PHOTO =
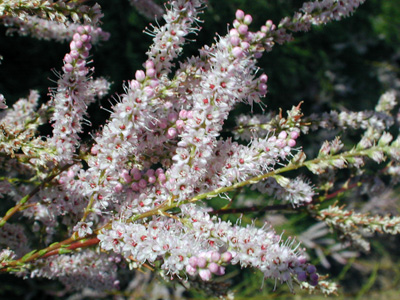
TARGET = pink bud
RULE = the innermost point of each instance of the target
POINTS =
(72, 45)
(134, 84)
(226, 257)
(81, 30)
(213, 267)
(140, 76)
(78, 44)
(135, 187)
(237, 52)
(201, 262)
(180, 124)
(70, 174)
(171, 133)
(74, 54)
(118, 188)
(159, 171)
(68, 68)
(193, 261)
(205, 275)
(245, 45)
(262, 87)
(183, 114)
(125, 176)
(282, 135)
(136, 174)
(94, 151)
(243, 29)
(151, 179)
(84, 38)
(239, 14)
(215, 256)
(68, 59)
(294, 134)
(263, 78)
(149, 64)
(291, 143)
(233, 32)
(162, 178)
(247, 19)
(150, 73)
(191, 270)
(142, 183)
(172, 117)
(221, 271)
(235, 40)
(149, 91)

...

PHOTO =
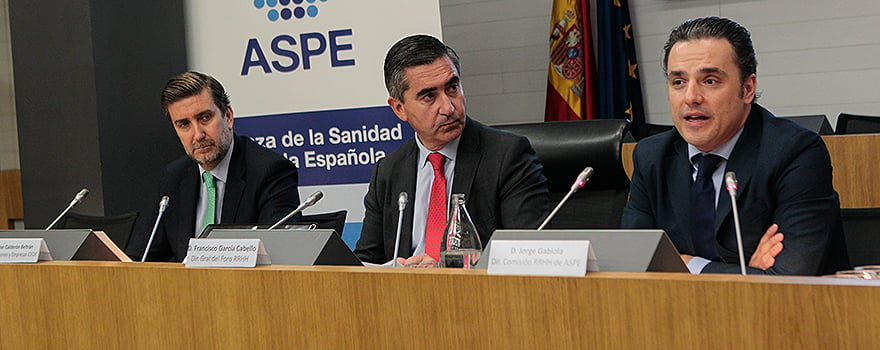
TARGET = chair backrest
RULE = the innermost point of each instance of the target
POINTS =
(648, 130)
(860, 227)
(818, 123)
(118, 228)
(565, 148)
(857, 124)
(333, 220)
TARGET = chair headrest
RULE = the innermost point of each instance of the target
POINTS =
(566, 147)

...

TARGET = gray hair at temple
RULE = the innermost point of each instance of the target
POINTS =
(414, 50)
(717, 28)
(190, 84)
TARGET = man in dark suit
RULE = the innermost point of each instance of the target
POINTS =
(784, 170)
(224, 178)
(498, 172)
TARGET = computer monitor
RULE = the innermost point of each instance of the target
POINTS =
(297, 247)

▸ **Work required**
Pick every line of the data that includes the string "chair".

▸ **Task output**
TARGET = chair backrest
TARGET = chair headrest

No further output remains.